Fibrobeton yılların ufacık Markiz Binası’nı nasıl hayata geri
döndürebiliyorsa, yepyeni Astoria gibi modern yapıları da uyguluyor. Bunları
yaparken büyük küçük iş ayırmıyor. Bu anlamda terziliğimiz her konuda, ama asla
konfeksiyon değil.
Fibrobeton, projelere hangi aşamada dahil oluyor? Hangi tür cephe
kullanılacağına nasıl karar veriliyor? Bu anlamda tasarım sahibi mimar sizden ne
gibi bir yardım alıyor?

━━━━━━━━━━━━━━━━

■ **Görev**: Sunulan metindeki bütün soru cümlelerini geçtikleri sırayla listeleyin.

■ **Kayıtlı veriler**:
━━━━━━━━━━━━━━━━

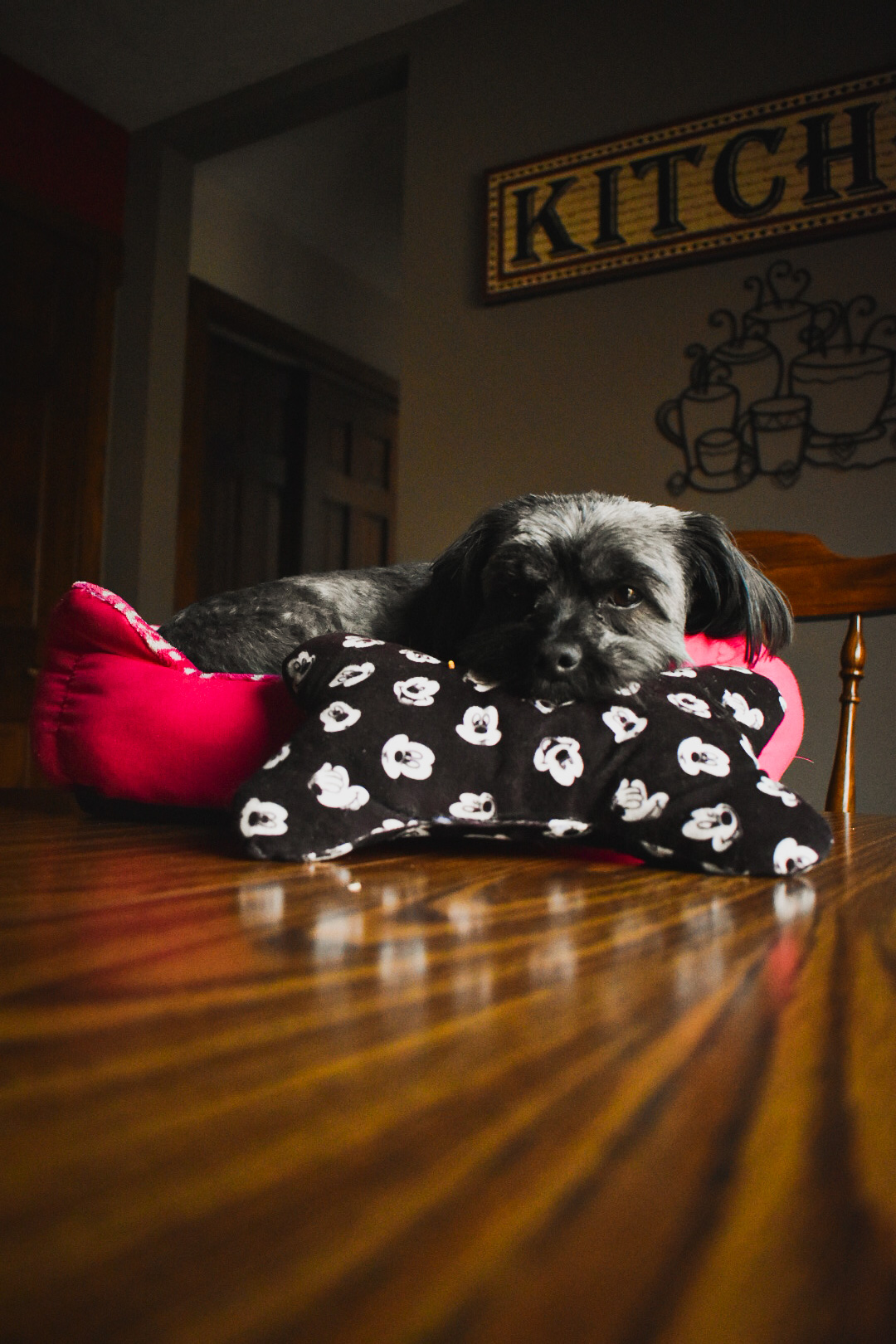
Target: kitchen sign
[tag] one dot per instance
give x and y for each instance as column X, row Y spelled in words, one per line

━━━━━━━━━━━━━━━━

■ **Beklenen cevap**:
- Fibrobeton, projelere hangi aşamada dahil oluyor?
- Hangi tür cephe kullanılacağına nasıl karar veriliyor?
- Bu anlamda tasarım sahibi mimar sizden ne gibi bir yardım alıyor?